**Exercise details**
Pick out every line of the material below that contains the string "shirt", and copy each one. Matching is case-sensitive.

(Rows from a dataset)

§ §

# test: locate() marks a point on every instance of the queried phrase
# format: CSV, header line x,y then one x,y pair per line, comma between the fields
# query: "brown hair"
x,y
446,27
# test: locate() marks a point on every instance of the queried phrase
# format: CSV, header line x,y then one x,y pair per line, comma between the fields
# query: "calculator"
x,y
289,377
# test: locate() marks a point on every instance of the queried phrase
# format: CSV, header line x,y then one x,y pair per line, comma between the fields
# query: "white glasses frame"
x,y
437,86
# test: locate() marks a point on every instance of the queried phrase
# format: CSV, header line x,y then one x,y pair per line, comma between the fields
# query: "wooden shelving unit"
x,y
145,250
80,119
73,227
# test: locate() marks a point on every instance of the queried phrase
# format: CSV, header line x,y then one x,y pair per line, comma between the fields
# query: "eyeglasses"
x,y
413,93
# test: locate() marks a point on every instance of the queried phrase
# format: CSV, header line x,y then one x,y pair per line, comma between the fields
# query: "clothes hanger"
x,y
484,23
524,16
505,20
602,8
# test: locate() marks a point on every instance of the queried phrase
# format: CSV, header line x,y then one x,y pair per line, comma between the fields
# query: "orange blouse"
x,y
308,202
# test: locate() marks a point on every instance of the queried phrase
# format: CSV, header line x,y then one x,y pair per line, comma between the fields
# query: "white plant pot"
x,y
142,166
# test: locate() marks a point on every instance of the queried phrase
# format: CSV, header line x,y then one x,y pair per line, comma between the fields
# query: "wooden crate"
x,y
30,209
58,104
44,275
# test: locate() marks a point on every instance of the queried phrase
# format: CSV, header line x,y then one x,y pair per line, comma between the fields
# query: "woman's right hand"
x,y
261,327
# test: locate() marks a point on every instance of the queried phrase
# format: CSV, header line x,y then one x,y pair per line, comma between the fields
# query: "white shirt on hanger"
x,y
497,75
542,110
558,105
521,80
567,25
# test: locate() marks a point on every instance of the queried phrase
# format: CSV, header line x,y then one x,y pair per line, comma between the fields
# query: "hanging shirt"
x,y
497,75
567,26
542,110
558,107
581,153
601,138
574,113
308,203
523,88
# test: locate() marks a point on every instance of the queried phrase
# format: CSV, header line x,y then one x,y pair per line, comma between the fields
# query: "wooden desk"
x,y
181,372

§ §

**Solution to this task**
# query: "white shirt on hanger"
# query: "hanging shirt"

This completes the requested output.